- _Task details_
Out of the entries that follow, copy each line containing "item".

[Stored data entries]
━━━━━━━━━━━━━━━━━━━━━━━━━━━━━━

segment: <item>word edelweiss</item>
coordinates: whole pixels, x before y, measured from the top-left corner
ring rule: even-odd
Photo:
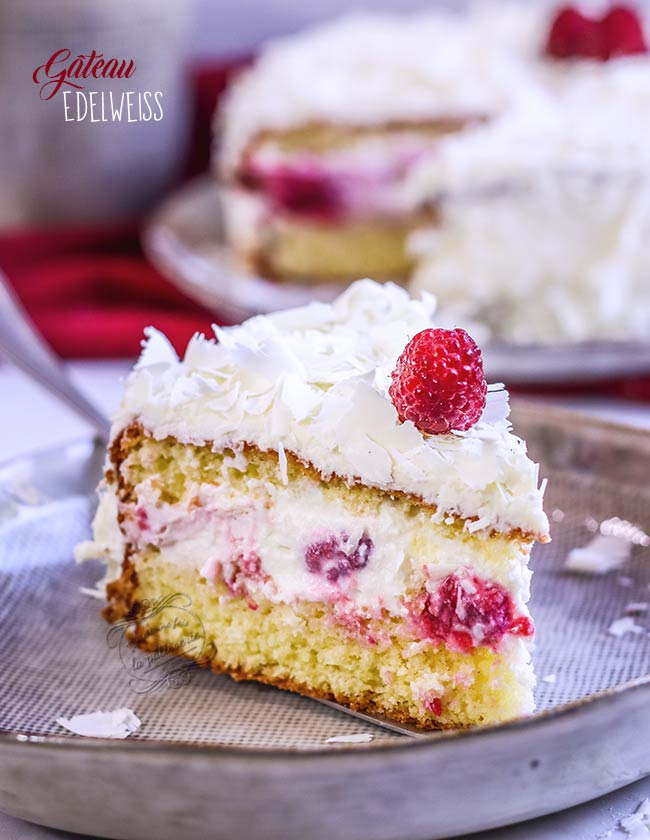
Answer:
[[[84,92],[81,83],[89,79],[130,79],[135,71],[132,58],[105,58],[97,50],[73,58],[69,49],[61,49],[34,70],[32,79],[40,85],[43,100],[53,99],[63,89],[66,122],[159,122],[163,118],[162,91]]]
[[[74,102],[68,102],[69,96],[75,96]],[[84,93],[78,90],[63,91],[63,109],[66,122],[82,122],[87,117],[90,122],[160,122],[163,118],[162,92],[145,90],[136,93],[133,90],[113,95],[96,90]]]

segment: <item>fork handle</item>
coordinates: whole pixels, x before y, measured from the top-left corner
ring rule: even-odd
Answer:
[[[0,273],[0,353],[69,406],[108,441],[110,423],[73,384]]]

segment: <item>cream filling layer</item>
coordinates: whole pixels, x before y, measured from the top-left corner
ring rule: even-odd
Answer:
[[[407,516],[389,503],[351,507],[319,482],[285,486],[280,475],[278,484],[246,478],[237,487],[190,485],[173,505],[159,500],[155,478],[135,492],[137,503],[120,506],[133,546],[154,545],[165,562],[208,582],[230,581],[253,598],[405,616],[407,593],[467,570],[504,587],[517,612],[528,615],[528,545],[459,532],[424,509]],[[104,497],[102,504],[112,502]]]

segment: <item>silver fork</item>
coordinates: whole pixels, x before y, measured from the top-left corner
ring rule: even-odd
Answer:
[[[34,379],[53,396],[87,420],[100,440],[107,443],[110,422],[74,385],[60,359],[44,341],[27,313],[0,272],[0,354],[13,362],[27,376]],[[326,706],[346,715],[390,729],[411,738],[421,738],[425,733],[415,726],[395,723],[381,715],[354,712],[330,700],[319,700]]]
[[[0,272],[0,354],[92,424],[108,441],[110,423],[72,383]]]

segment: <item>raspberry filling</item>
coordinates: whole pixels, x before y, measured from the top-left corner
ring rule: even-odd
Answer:
[[[339,578],[368,565],[374,543],[365,532],[358,542],[346,533],[332,534],[324,540],[313,542],[305,549],[305,565],[314,575],[321,575],[336,583]]]
[[[474,575],[447,575],[411,605],[418,635],[452,651],[496,647],[506,635],[532,636],[533,622],[519,615],[509,593]]]
[[[240,174],[240,183],[264,193],[275,212],[335,222],[347,209],[341,178],[312,166],[262,169],[249,162]]]
[[[221,565],[221,577],[232,595],[241,597],[246,594],[247,581],[263,581],[266,575],[262,571],[259,555],[250,551],[237,554]]]
[[[381,156],[356,151],[337,159],[310,154],[269,160],[244,154],[237,173],[241,187],[262,194],[272,212],[322,224],[349,217],[401,217],[399,191],[409,169],[430,150],[430,141],[387,141]]]

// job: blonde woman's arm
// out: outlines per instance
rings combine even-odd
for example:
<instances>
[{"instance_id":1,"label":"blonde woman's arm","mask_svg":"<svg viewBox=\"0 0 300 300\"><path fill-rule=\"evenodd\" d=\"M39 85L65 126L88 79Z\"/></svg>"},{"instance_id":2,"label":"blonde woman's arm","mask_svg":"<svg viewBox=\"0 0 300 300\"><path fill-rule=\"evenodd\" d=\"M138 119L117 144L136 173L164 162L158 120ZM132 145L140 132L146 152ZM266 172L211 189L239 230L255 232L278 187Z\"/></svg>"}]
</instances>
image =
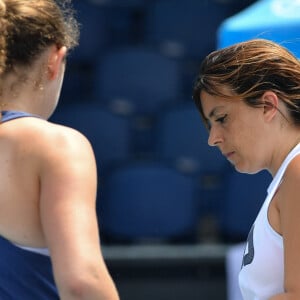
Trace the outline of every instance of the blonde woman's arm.
<instances>
[{"instance_id":1,"label":"blonde woman's arm","mask_svg":"<svg viewBox=\"0 0 300 300\"><path fill-rule=\"evenodd\" d=\"M100 249L97 172L90 143L58 125L44 139L40 215L60 298L118 300Z\"/></svg>"}]
</instances>

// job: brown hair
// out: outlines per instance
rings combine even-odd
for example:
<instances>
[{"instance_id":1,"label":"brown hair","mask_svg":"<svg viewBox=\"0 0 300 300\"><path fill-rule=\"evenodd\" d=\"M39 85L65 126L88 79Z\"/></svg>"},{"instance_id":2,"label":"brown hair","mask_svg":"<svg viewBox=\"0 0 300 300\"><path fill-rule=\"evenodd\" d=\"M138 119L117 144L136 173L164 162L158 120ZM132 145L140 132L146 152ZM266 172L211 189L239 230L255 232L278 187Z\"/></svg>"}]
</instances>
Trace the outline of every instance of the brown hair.
<instances>
[{"instance_id":1,"label":"brown hair","mask_svg":"<svg viewBox=\"0 0 300 300\"><path fill-rule=\"evenodd\" d=\"M254 39L210 53L202 62L193 99L203 116L200 93L225 99L228 87L250 106L257 107L265 91L284 102L294 124L300 125L300 62L286 48L269 40Z\"/></svg>"},{"instance_id":2,"label":"brown hair","mask_svg":"<svg viewBox=\"0 0 300 300\"><path fill-rule=\"evenodd\" d=\"M0 0L0 76L30 65L50 45L73 48L78 24L70 0Z\"/></svg>"}]
</instances>

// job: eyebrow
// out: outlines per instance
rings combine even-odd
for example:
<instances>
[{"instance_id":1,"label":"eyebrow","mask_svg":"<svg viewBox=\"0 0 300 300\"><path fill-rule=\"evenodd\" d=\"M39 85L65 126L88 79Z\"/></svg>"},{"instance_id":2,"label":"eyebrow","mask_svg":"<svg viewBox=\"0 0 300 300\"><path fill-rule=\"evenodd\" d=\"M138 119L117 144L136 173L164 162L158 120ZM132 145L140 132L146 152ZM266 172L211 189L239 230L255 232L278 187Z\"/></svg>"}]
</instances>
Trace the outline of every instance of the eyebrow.
<instances>
[{"instance_id":1,"label":"eyebrow","mask_svg":"<svg viewBox=\"0 0 300 300\"><path fill-rule=\"evenodd\" d=\"M220 108L223 108L223 106L216 106L216 107L214 107L214 108L211 110L211 112L208 114L208 118L215 117L217 111L218 111Z\"/></svg>"}]
</instances>

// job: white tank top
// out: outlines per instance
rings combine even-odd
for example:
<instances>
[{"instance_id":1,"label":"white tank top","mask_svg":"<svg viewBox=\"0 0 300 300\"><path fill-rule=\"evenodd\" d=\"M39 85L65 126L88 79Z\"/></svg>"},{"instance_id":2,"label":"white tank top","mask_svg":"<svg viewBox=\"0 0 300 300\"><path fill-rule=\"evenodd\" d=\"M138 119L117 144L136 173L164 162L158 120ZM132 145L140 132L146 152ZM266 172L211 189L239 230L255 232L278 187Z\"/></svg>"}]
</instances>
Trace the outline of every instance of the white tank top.
<instances>
[{"instance_id":1,"label":"white tank top","mask_svg":"<svg viewBox=\"0 0 300 300\"><path fill-rule=\"evenodd\" d=\"M267 300L284 292L283 239L268 221L268 207L287 166L299 154L300 144L288 154L274 176L266 200L250 230L239 273L244 300Z\"/></svg>"}]
</instances>

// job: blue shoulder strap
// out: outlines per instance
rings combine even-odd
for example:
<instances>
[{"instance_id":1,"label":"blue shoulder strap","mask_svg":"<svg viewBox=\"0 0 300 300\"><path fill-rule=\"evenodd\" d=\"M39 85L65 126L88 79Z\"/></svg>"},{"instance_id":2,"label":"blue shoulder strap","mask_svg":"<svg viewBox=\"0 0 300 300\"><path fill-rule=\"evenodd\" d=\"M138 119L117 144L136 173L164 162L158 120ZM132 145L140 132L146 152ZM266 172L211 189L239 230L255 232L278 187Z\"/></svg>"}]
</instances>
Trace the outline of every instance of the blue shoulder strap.
<instances>
[{"instance_id":1,"label":"blue shoulder strap","mask_svg":"<svg viewBox=\"0 0 300 300\"><path fill-rule=\"evenodd\" d=\"M1 122L6 122L6 121L10 121L10 120L13 120L13 119L18 119L18 118L23 118L23 117L40 118L37 115L33 115L33 114L23 112L23 111L16 111L16 110L3 110L1 112L1 114L2 114Z\"/></svg>"}]
</instances>

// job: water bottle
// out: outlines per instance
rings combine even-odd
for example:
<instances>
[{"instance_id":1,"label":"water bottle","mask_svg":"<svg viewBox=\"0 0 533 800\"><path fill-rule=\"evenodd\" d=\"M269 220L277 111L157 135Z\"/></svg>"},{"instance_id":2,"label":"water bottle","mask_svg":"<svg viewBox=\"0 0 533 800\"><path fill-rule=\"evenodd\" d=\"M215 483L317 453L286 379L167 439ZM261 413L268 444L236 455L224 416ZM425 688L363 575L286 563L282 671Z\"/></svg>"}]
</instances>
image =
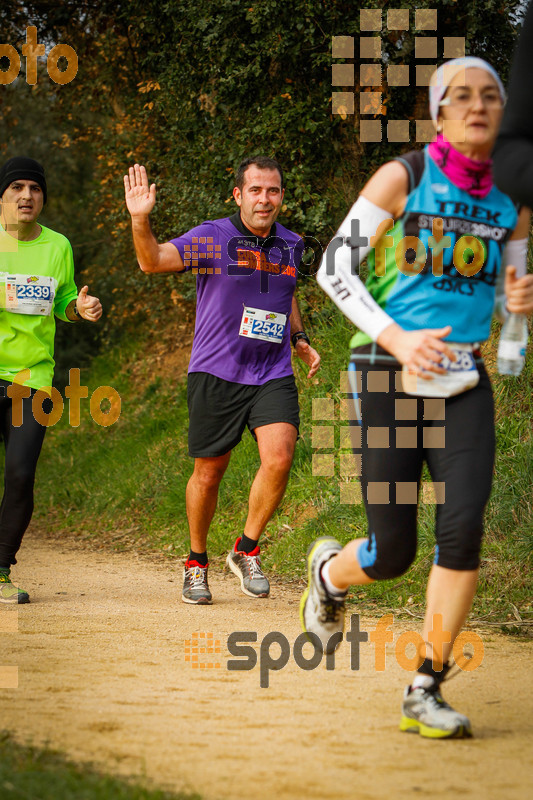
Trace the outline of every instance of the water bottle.
<instances>
[{"instance_id":1,"label":"water bottle","mask_svg":"<svg viewBox=\"0 0 533 800\"><path fill-rule=\"evenodd\" d=\"M509 314L503 324L498 345L500 375L520 375L526 360L527 319L525 314Z\"/></svg>"}]
</instances>

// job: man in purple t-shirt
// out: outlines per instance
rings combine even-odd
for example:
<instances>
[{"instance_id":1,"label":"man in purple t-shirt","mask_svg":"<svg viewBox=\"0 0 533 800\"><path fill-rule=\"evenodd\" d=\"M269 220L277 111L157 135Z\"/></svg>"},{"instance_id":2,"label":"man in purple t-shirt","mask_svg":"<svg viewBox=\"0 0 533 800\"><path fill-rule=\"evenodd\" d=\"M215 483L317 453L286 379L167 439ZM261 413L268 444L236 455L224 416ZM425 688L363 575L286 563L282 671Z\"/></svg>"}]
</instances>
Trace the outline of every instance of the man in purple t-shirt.
<instances>
[{"instance_id":1,"label":"man in purple t-shirt","mask_svg":"<svg viewBox=\"0 0 533 800\"><path fill-rule=\"evenodd\" d=\"M284 195L283 172L263 156L246 159L235 178L232 217L203 222L158 244L149 214L155 184L135 164L124 176L133 242L143 272L196 274L196 326L189 375L187 484L191 550L182 600L212 602L207 582L207 533L231 451L246 426L257 441L261 466L252 483L248 517L227 563L250 597L267 597L259 537L276 510L289 477L298 436L298 393L290 344L315 375L320 356L302 329L294 297L302 239L276 222Z\"/></svg>"}]
</instances>

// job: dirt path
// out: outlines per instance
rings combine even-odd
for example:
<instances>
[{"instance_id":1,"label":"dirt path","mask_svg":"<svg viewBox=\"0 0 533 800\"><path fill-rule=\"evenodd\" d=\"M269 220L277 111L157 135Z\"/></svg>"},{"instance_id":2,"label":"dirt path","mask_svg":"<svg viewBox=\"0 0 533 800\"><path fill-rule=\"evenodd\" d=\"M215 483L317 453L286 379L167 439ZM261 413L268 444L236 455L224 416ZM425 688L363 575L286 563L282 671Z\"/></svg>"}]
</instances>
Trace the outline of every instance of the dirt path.
<instances>
[{"instance_id":1,"label":"dirt path","mask_svg":"<svg viewBox=\"0 0 533 800\"><path fill-rule=\"evenodd\" d=\"M178 564L35 533L14 575L33 600L0 609L0 629L12 629L2 635L1 664L19 668L18 689L0 690L1 727L21 742L49 743L76 761L206 800L531 796L528 643L482 633L484 663L445 693L471 717L476 738L434 742L398 731L406 673L391 645L385 673L375 671L368 643L359 671L343 644L334 671L325 662L304 671L291 657L270 673L269 688L259 686L259 666L227 669L232 631L257 631L257 650L269 631L292 646L296 589L275 586L269 600L254 601L213 570L216 603L190 607L178 601ZM365 630L375 625L361 621ZM395 638L408 627L395 622ZM221 644L219 654L198 654L203 667L186 660L195 632Z\"/></svg>"}]
</instances>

━━━━━━━━━━━━━━━━━━━━━━━━━━━━━━

- _Solution_
segment: <item>word edelweiss</item>
segment: <item>fork handle</item>
segment: <item>cream filling layer</item>
segment: <item>silver fork</item>
segment: <item>raspberry filling</item>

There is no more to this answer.